## WORK TO DO
Retype all of the listing exactly, passing over any picture you find.

——————————

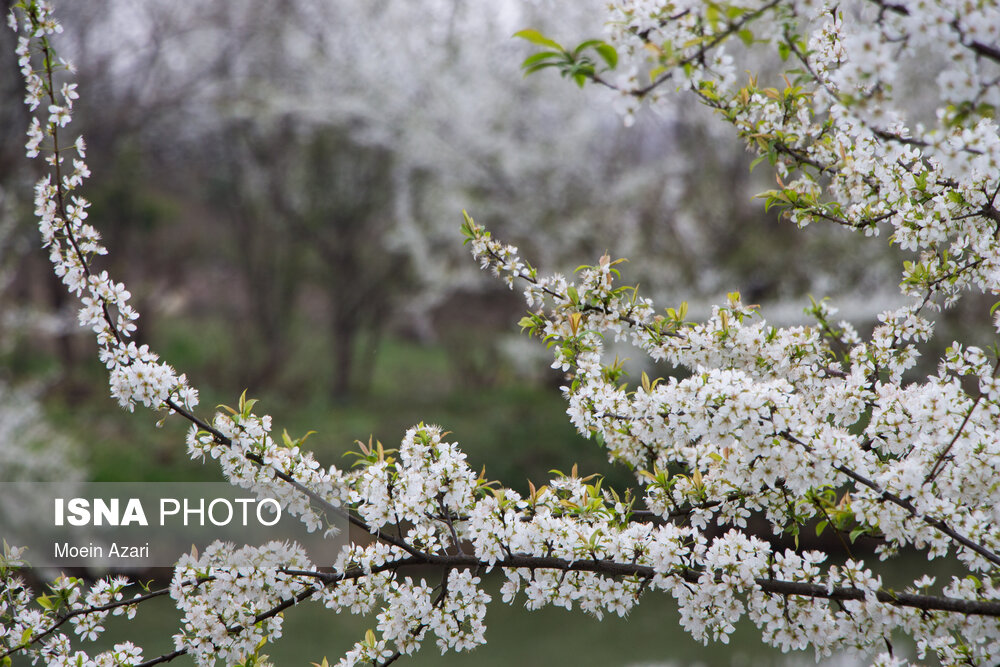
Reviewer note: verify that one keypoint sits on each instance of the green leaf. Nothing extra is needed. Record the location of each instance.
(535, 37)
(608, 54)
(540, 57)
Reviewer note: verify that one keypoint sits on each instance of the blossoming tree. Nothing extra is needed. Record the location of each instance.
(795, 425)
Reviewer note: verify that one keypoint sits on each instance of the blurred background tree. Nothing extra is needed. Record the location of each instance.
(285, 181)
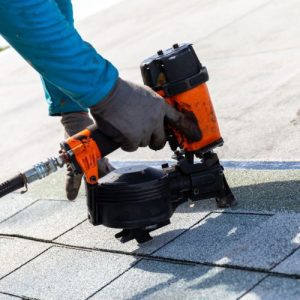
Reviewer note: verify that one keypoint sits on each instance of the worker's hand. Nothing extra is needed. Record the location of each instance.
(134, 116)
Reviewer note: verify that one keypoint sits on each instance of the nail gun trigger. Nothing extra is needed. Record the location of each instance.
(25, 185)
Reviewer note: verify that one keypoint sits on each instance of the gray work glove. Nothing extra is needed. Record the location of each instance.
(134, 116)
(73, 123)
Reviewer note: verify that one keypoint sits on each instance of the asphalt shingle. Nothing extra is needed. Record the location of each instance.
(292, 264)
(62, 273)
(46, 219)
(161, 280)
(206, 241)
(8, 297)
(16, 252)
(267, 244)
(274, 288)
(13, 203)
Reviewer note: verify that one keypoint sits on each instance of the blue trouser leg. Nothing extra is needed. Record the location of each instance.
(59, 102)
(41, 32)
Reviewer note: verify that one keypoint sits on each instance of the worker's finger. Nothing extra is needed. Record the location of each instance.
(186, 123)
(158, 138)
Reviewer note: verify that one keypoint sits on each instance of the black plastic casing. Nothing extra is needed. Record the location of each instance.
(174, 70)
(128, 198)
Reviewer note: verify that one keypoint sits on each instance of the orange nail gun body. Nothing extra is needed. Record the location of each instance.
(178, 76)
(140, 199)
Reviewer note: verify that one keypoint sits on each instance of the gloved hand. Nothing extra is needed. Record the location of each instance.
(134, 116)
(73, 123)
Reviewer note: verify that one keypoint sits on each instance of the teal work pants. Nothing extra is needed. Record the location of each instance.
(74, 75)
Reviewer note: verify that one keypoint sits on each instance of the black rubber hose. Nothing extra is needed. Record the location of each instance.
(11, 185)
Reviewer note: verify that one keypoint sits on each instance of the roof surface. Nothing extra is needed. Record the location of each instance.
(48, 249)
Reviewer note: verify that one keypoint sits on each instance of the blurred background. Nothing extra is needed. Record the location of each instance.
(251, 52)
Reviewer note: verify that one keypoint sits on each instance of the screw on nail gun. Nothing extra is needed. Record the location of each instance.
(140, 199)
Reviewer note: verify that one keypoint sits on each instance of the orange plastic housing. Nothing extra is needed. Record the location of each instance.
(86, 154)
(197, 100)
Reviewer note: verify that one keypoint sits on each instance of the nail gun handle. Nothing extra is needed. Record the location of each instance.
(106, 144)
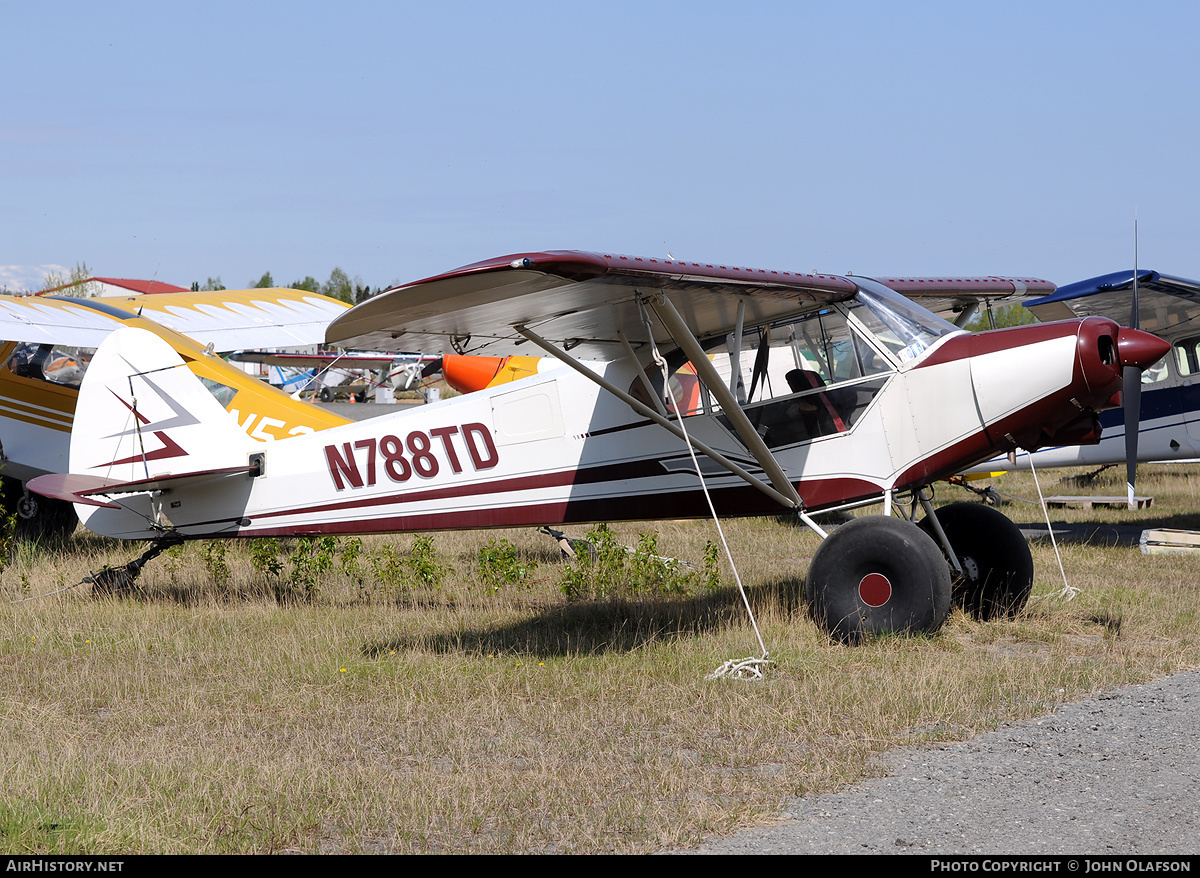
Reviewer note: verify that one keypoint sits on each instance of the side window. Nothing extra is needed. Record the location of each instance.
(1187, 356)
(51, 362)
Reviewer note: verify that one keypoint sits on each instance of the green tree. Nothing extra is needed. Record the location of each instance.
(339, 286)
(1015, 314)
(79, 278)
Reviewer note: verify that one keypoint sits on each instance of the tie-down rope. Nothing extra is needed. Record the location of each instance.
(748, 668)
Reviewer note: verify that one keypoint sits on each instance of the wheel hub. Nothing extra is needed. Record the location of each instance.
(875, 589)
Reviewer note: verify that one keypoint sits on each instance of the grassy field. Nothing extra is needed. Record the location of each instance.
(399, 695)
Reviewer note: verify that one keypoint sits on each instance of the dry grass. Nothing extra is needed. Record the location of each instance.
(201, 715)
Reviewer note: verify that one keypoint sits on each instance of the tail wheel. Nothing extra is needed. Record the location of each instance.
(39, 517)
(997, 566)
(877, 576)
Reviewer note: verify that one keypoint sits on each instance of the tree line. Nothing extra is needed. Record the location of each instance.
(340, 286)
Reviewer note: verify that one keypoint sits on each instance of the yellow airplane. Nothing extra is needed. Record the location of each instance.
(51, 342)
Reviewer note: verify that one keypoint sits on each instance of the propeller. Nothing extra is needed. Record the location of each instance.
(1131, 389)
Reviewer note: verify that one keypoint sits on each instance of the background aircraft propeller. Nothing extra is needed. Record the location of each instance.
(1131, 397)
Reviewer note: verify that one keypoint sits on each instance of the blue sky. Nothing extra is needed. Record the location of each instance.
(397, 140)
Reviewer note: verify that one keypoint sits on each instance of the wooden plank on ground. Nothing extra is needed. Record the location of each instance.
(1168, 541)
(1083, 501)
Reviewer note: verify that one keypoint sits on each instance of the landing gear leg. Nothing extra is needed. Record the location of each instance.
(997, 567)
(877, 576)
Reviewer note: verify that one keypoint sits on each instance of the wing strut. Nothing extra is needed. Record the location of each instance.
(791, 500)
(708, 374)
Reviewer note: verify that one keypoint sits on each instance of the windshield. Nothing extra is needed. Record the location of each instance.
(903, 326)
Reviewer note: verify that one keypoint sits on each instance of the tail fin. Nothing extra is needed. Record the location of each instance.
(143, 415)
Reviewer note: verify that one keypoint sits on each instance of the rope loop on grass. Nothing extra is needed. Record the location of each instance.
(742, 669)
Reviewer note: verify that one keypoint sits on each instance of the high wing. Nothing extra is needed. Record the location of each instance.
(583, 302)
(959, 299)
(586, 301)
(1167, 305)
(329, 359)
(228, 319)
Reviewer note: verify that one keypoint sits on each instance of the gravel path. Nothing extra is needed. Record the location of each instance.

——————————

## SOLUTION TO THIS PROBLEM
Reviewer note: verify that one keypoint sits on each instance of the green leaf. Nothing extra is needed. Record the location of each instance.
(535, 37)
(608, 54)
(540, 57)
Reviewer note: verify that one keypoint sits on each instance of the blossoming tree. Nothing extra is needed. Record the location of each instance.
(795, 425)
Reviewer note: verify that one keypoint sits on each instance of the blurred background tree. Nothing extra is needed. Record the location of each instance.
(285, 181)
Reviewer note: verify that one keypoint sits on each instance of the worker's hand. Nothing extra is needed. Record the location of each instance.
(134, 116)
Reviewer note: verify that one keypoint sits on each instance of the nail gun trigger. Nothing extra is needed. Record the location of each instance.
(25, 185)
Reviewer note: verify that one keypoint sits on each instance of the gray work glove. Nothing extra is needed. Record the location of each instance.
(134, 116)
(73, 123)
Reviewer note: verify that one keypoint sits on each instance of the asphalt shingle. Nothing extra is needed. Record the location of each instance.
(292, 264)
(62, 273)
(46, 219)
(161, 280)
(206, 241)
(8, 297)
(16, 252)
(267, 244)
(274, 288)
(13, 203)
Reviewer note: verify that one keypoint sits on each instance of the blue trouser leg. Nothing extra is needed. Record the location of each instance.
(59, 102)
(41, 32)
Reviewer note: verify that one keypoint sits on each instance of the worker's finger. Nothing extra is needed. Record the location of each instance.
(186, 123)
(158, 138)
Reviewer note: verify that one keypoint sits on each instance of the black plastic casing. Nothing extra is needed. Record the location of each instance.
(174, 70)
(128, 198)
Reviewer note: verify that one keypoint sits on each instance of the orange nail gun body. Nothing extra is needed. Record the location of each instance.
(178, 76)
(140, 199)
Reviewer note: verify that one keypoint sits on each instance of the gloved hand. Nothing extra is needed. Record the location of each instance.
(134, 116)
(73, 123)
Reviewer note: verify that one keypoint sits on each instance of the teal work pants. Nothing extra is needed. Record the location of each instance.
(74, 75)
Reviewer note: verify that one keypoint sits on each instance of the black rubber hose. Nothing extra is needed. Record the location of each instance.
(11, 185)
Reviewer note: verify that one keypoint sits on each instance of the roof surface. Nothing extra is needed. Record the location of each instance.
(48, 249)
Reviewer note: verify that one keypoint sits on each instance of the blurred background. Nothing extra is needed. Record the location of each instance.
(251, 52)
Reviewer note: verify that one keypoint sits on each instance of the screw on nail gun. Nothing extra is needed. Record the location of each instance.
(140, 199)
Reviewer note: verify that one keypoint sits on each instance of the orange plastic housing. Nothing extra is needed. Record the location of each instance.
(86, 154)
(197, 100)
Reviewer note: verify that one keypoint sits on each instance of the nail gun handle. Nothing extra is needed. Record the location of each instance.
(106, 144)
Reviewer note: verify that one keypoint sits on each instance of the side window. Nothing extra is needed. Record the location of each instance.
(1187, 356)
(51, 362)
Reviewer note: verify that one keypoint sits on each instance of the green tree. Nothing extra is needed. Record the location of each instance.
(339, 286)
(1015, 314)
(79, 278)
Reviewer note: verify that one keypoint sits on each instance of the tie-down rope. Nothing extra is needed. Record the location of each instance.
(748, 668)
Reviewer note: verify that one keypoint sits on each instance of the wheel hub. Nothing extra is needed. Record the location of each instance.
(875, 589)
Reviewer note: verify that one keypoint sits on each instance of the grassy field. Nothing extra is needed. Record the location of each instance.
(399, 695)
Reviewer note: verify that one keypoint sits on each instance of the dry grass. Nothing extra is needed. Record the location of each instance.
(201, 715)
Reviewer note: verify that one keypoint sits on each instance of the tail wheel. Nothing extra is needed. Record the location of each instance.
(39, 517)
(997, 566)
(877, 576)
Reviewer note: verify that one keypoint sits on each instance of the tree line. Nothing extra is needed. Record the location of each instance.
(340, 286)
Reviewer note: verify that one keypoint sits on each instance of the yellow airplane. Nothing extra is needed. Record the location of each instance.
(51, 342)
Reviewer note: verify that one keypoint sits on each instance of the propeller. Nothing extra is needed. Record the location of each instance.
(1131, 389)
Reviewer note: verify that one keypoint sits on each instance of the background aircraft propeller. Nothing extra is needed. Record the location of each instance.
(1131, 397)
Reviewer note: verify that one keypoint sits on each instance of the blue sky. Nothing extra is needed. Record the location of each instance.
(397, 140)
Reviewer note: verify that one keypoint sits on each instance of the wooden plank on ground. Nothing extra is needed. Record the location of each instance.
(1168, 541)
(1083, 501)
Reviewer note: verify that one keypoint sits on each instance of the landing gear leg. Nothing extra is needed. Record the location of each instance.
(997, 567)
(877, 576)
Reviewer note: verify that one keypoint sits on each instance of the wing strut. Nothing extra is needed. Record the location of each instance.
(791, 500)
(708, 374)
Reviewer note: verify that one keypoint sits on each instance of the windshield. Nothing extra is needed. Record the location of each instance.
(903, 326)
Reviewer note: verify that one keypoint sits on each instance of the tail fin. Nothing extra is needed. Record the location of each instance.
(143, 415)
Reviewer note: verify that one keypoint sits on each instance of the rope loop on grass. Nothing extra is needed. Record the location of each instance.
(742, 669)
Reviewer note: verify that one keypoint sits on each instance of the high wing. Nothing extra is needed. Record the location of each instance.
(583, 302)
(959, 299)
(586, 301)
(1167, 305)
(329, 359)
(228, 319)
Reviewer note: verify that one keypoint sits on each instance of the gravel path. Nothing extra is needed. Record the location of each instance.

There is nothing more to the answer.